_Given entries_.
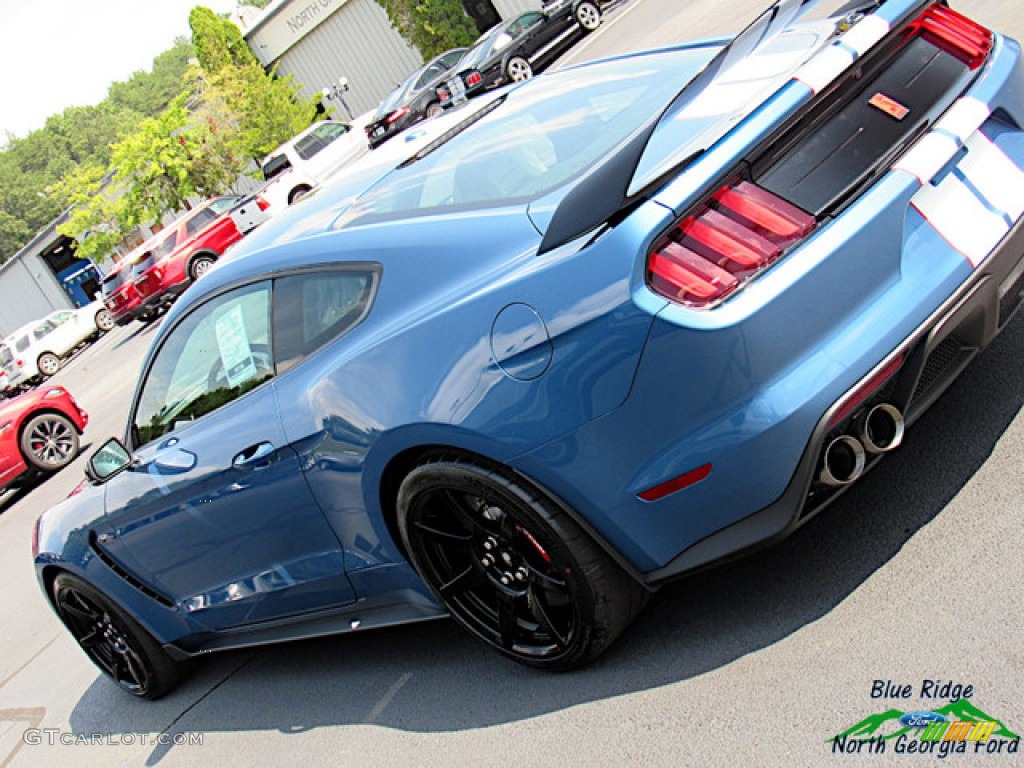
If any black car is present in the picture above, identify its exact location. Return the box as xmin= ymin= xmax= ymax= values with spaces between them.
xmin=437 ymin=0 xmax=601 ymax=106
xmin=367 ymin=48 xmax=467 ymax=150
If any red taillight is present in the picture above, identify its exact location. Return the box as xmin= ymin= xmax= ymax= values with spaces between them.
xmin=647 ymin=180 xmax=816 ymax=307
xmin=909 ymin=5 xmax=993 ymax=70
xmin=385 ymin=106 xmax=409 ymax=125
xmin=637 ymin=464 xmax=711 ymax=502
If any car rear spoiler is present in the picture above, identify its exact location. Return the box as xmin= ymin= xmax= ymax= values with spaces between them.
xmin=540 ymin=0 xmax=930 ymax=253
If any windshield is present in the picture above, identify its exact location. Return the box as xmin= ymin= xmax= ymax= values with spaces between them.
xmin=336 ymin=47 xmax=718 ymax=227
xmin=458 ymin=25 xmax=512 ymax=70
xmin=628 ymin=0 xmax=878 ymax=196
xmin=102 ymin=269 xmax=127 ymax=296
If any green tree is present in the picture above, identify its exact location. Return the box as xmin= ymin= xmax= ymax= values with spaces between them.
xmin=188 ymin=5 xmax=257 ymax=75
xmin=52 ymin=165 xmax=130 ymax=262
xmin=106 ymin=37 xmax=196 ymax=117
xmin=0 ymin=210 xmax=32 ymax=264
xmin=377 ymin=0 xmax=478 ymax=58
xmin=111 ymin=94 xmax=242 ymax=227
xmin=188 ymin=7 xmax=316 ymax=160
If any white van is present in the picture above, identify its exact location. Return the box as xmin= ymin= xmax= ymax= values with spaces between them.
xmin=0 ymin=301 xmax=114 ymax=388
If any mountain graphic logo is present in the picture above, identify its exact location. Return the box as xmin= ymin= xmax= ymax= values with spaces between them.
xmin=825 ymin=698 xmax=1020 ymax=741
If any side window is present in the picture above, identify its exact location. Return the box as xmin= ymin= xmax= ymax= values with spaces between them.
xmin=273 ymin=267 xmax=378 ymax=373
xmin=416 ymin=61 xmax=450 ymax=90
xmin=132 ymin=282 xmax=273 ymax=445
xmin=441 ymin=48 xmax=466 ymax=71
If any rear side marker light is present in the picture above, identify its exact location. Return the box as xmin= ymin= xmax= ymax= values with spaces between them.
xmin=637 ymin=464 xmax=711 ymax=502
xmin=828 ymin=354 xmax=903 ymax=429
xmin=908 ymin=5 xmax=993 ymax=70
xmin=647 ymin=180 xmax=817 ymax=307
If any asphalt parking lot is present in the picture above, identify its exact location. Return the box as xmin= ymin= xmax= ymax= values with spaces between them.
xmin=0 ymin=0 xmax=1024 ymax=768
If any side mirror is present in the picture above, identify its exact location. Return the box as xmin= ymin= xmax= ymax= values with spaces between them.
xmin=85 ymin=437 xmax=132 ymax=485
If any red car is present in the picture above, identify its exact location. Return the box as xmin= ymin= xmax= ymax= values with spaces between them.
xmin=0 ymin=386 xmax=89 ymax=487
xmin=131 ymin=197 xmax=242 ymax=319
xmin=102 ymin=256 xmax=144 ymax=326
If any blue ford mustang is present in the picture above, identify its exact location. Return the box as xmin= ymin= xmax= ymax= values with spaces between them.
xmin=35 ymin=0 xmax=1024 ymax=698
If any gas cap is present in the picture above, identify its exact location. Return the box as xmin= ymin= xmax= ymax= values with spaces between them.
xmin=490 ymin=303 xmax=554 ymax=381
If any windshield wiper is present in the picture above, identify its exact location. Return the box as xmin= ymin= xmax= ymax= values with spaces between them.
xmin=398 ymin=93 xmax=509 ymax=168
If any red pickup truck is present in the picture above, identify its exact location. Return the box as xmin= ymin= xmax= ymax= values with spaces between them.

_Your instructions_. Can you rewrite all of the items above, swapping "identify its exact location" for "mark its precise position" wherever it appears, changing nothing else, and leaving out the pictures?

_Answer to this problem_.
If any black car is present in the picture above, mark its precise position. Return the box as xmin= ymin= xmax= ymax= values with spaces between them.
xmin=437 ymin=0 xmax=601 ymax=106
xmin=367 ymin=48 xmax=467 ymax=150
If any red taillight is present in the picture above, mark its precise position. Return the box as xmin= ymin= xmax= ymax= values with spaces between them.
xmin=647 ymin=180 xmax=816 ymax=307
xmin=909 ymin=5 xmax=993 ymax=70
xmin=385 ymin=106 xmax=409 ymax=125
xmin=637 ymin=464 xmax=711 ymax=502
If any car rear spoiler is present in the picture above, mark its precise position. Return the box as xmin= ymin= xmax= ymax= values with spaces between them.
xmin=540 ymin=0 xmax=930 ymax=253
If any windshield is present in the picture above, mark its precise position. Return the box as xmin= ymin= xmax= ymax= values with spaces between them.
xmin=336 ymin=47 xmax=718 ymax=227
xmin=458 ymin=25 xmax=512 ymax=70
xmin=628 ymin=0 xmax=878 ymax=196
xmin=102 ymin=269 xmax=127 ymax=296
If any green tree is present in the picture above, mark its precise position. Return the box as xmin= ymin= xmax= ymax= values with spaces between them.
xmin=188 ymin=5 xmax=257 ymax=75
xmin=52 ymin=165 xmax=130 ymax=262
xmin=106 ymin=37 xmax=196 ymax=117
xmin=0 ymin=210 xmax=32 ymax=264
xmin=377 ymin=0 xmax=478 ymax=58
xmin=111 ymin=94 xmax=242 ymax=227
xmin=188 ymin=7 xmax=316 ymax=160
If any white van is present in the picture above, mark its precise position. Return the box as xmin= ymin= xmax= ymax= values with spaces between them.
xmin=0 ymin=301 xmax=114 ymax=388
If any mountain graphic logo is present in the picture above, mark its precise position. Return the box as xmin= ymin= xmax= ymax= values with spaces between them.
xmin=825 ymin=698 xmax=1020 ymax=741
If any side window is present in the picture above, mark its precise position. Return the box as xmin= ymin= xmax= ymax= values with spaces between them.
xmin=273 ymin=267 xmax=378 ymax=373
xmin=416 ymin=61 xmax=450 ymax=90
xmin=132 ymin=282 xmax=273 ymax=445
xmin=441 ymin=48 xmax=466 ymax=71
If any rear side marker light is present in the picture above, mark its precise position. Return the box as xmin= ymin= xmax= ymax= values with spaces between them.
xmin=637 ymin=464 xmax=711 ymax=502
xmin=828 ymin=354 xmax=903 ymax=429
xmin=908 ymin=5 xmax=993 ymax=70
xmin=647 ymin=180 xmax=817 ymax=307
If any asphalt parking lot is present in the picture above, mark its precise position. Return the box as xmin= ymin= xmax= ymax= values with spaces between them.
xmin=0 ymin=0 xmax=1024 ymax=768
If any side mirror is present in the picture above, mark its precise position. Return the box as xmin= ymin= xmax= ymax= values with spaces between them.
xmin=85 ymin=437 xmax=132 ymax=485
If any red car is present in the picture above, mark its precise position. Return the box as xmin= ymin= xmax= ymax= values with spaces between them.
xmin=0 ymin=386 xmax=89 ymax=487
xmin=131 ymin=197 xmax=242 ymax=319
xmin=102 ymin=256 xmax=144 ymax=326
If any blue ford mustang is present in the picture above, mark its precise position. Return the box as xmin= ymin= xmax= ymax= values with spaces between them.
xmin=35 ymin=0 xmax=1024 ymax=698
If any gas cap is present in the picture above, mark its precise position. Return the box as xmin= ymin= xmax= ymax= values with spaces between them.
xmin=490 ymin=303 xmax=554 ymax=381
If any windshield wiper is present in the picture above, mark its precise position. Return the box as xmin= ymin= xmax= ymax= values with spaces between them.
xmin=398 ymin=93 xmax=509 ymax=168
If any red pickup truck is present in the picture above, mark its precise position. Return the box as xmin= ymin= xmax= ymax= values with spaces between them.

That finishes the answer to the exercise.